> **REQUIREMENT**: What you need to produce from the material below is an exact transcription of the lines from the one with "Produce, for each" through the one with "731L520 736L538 749L555", both included, and no other line.

> **GIVEN DATA**:
[Start of section]

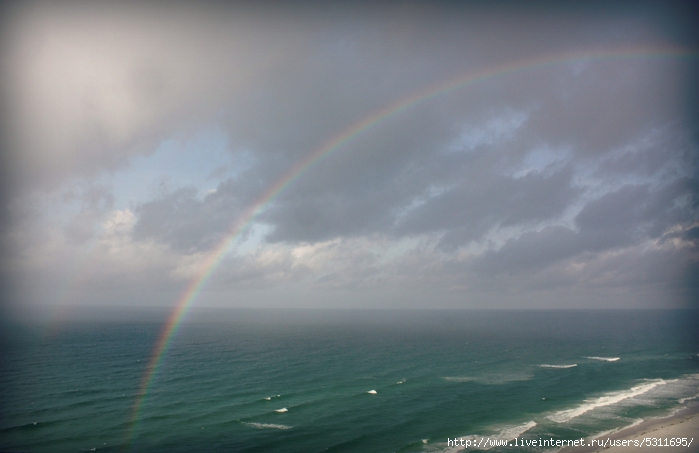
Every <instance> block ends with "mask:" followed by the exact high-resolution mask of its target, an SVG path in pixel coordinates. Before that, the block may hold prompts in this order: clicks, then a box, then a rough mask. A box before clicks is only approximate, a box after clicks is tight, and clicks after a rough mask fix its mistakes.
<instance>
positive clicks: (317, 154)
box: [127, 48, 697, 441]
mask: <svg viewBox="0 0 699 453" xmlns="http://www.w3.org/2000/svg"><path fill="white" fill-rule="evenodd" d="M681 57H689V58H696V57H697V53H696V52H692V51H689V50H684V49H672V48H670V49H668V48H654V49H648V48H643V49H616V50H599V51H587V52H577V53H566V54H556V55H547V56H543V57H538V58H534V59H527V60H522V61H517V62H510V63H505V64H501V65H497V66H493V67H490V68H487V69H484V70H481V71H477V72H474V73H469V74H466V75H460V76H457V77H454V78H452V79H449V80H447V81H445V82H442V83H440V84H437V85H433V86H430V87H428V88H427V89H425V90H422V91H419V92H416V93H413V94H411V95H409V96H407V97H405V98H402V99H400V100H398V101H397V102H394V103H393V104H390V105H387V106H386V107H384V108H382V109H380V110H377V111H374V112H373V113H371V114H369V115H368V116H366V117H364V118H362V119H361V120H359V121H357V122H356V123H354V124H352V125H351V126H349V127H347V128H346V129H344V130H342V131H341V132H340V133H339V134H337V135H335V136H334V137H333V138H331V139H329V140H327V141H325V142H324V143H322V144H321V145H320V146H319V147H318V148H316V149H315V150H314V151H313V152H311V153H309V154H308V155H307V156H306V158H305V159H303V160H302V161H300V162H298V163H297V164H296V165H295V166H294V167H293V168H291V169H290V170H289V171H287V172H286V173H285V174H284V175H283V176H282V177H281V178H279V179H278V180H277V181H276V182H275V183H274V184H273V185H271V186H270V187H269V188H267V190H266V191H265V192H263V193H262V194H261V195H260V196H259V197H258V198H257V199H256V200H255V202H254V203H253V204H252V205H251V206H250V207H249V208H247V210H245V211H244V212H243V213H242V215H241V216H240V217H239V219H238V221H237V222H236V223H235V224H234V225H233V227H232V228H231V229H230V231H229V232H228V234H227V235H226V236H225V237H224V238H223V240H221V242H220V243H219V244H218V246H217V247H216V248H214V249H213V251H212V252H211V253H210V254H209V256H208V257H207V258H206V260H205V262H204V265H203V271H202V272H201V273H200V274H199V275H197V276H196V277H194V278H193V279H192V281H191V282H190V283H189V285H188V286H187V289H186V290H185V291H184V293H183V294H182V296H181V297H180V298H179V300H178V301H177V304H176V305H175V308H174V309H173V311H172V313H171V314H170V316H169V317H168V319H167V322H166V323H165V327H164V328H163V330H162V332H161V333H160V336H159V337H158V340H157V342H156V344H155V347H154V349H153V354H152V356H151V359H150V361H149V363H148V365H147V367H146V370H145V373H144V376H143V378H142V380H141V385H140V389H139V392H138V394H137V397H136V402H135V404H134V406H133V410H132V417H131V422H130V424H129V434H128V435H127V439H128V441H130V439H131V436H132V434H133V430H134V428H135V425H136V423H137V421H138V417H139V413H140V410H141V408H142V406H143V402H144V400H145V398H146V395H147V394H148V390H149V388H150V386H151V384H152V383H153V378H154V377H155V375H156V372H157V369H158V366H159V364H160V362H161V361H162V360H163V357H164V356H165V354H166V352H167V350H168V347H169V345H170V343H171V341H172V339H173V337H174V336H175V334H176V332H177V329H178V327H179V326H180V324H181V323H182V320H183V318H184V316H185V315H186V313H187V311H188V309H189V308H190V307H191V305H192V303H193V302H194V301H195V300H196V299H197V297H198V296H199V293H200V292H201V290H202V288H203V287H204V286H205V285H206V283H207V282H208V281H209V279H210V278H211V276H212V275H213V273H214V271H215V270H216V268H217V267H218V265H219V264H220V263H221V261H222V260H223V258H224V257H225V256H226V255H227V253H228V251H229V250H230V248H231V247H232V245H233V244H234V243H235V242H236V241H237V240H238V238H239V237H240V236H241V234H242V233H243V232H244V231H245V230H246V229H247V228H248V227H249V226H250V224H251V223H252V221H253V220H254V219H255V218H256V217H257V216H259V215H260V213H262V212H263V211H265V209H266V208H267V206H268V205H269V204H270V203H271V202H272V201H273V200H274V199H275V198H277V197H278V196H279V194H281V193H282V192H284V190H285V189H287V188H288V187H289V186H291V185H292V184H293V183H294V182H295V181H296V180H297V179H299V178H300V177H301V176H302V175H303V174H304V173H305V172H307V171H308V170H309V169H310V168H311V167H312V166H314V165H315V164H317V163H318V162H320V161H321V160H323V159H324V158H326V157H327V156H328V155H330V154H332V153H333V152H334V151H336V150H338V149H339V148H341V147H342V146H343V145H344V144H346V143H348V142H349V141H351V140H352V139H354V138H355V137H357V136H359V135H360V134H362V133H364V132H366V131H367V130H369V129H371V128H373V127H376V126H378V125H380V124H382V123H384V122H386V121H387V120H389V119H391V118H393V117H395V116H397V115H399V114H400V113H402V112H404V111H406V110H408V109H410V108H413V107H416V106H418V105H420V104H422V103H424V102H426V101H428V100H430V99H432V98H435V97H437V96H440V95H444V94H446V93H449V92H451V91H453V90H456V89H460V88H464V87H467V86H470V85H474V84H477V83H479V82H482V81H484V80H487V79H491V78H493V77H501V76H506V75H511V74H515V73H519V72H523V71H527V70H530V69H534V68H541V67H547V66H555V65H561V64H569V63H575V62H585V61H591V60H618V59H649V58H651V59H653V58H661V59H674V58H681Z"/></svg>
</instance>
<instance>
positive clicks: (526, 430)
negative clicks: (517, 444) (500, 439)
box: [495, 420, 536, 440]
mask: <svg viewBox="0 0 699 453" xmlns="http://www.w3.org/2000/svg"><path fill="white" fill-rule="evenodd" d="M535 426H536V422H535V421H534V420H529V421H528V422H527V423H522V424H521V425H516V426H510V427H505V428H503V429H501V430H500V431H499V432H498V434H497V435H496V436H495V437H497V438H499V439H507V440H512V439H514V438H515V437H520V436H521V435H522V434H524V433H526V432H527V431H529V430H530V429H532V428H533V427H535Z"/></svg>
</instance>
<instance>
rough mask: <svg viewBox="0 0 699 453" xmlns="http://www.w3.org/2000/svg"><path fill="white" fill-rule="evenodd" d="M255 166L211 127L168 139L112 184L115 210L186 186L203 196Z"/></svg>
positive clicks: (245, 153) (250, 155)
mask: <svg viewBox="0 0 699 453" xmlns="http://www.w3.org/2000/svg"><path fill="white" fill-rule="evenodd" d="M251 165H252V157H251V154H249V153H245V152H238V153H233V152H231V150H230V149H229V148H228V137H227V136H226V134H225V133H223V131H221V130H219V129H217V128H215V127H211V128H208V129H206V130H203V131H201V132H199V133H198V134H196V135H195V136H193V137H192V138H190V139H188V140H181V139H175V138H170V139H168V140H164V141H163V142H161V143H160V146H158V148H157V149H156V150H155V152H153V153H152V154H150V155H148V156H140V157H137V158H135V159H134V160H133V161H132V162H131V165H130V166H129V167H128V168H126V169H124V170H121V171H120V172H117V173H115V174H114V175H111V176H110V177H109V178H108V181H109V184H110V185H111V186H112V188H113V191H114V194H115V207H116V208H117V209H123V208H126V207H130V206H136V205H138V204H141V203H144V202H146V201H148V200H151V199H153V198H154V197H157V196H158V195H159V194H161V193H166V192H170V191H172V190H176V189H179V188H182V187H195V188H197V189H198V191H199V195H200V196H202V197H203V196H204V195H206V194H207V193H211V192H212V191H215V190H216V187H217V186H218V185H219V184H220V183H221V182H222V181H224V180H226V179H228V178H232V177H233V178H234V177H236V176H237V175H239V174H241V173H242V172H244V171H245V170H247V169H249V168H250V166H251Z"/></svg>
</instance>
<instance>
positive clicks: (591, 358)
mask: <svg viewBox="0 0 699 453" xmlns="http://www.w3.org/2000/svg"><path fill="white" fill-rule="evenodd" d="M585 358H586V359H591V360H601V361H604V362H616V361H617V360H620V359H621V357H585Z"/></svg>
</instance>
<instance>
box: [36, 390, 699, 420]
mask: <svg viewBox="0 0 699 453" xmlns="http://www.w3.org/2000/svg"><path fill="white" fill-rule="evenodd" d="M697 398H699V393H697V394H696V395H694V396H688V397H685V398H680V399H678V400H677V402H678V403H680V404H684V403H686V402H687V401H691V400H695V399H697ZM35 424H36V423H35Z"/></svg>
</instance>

[End of section]
[Start of section]

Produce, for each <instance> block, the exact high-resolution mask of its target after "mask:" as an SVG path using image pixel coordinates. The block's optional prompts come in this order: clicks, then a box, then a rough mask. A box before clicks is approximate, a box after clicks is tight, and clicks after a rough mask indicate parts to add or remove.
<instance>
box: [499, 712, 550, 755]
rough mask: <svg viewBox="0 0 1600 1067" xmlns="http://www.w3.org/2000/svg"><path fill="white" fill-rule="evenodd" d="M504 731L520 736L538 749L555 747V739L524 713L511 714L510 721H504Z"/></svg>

[End of section]

> **RESULT FOR THIS EXERCISE**:
Produce, for each <instance> block, the exact high-resolution mask of its target after "mask:" as an SVG path using image pixel coordinates. The block's optional prompts come in this order: clicks, then a box, then a rough mask. A box before clicks is approximate, a box after clicks is tight, and clicks after a rough mask indicate parts to add or remove.
<instance>
box: [499, 712, 550, 755]
rough mask: <svg viewBox="0 0 1600 1067" xmlns="http://www.w3.org/2000/svg"><path fill="white" fill-rule="evenodd" d="M504 731L520 736L538 749L555 747V739L524 713L511 714L510 721H504Z"/></svg>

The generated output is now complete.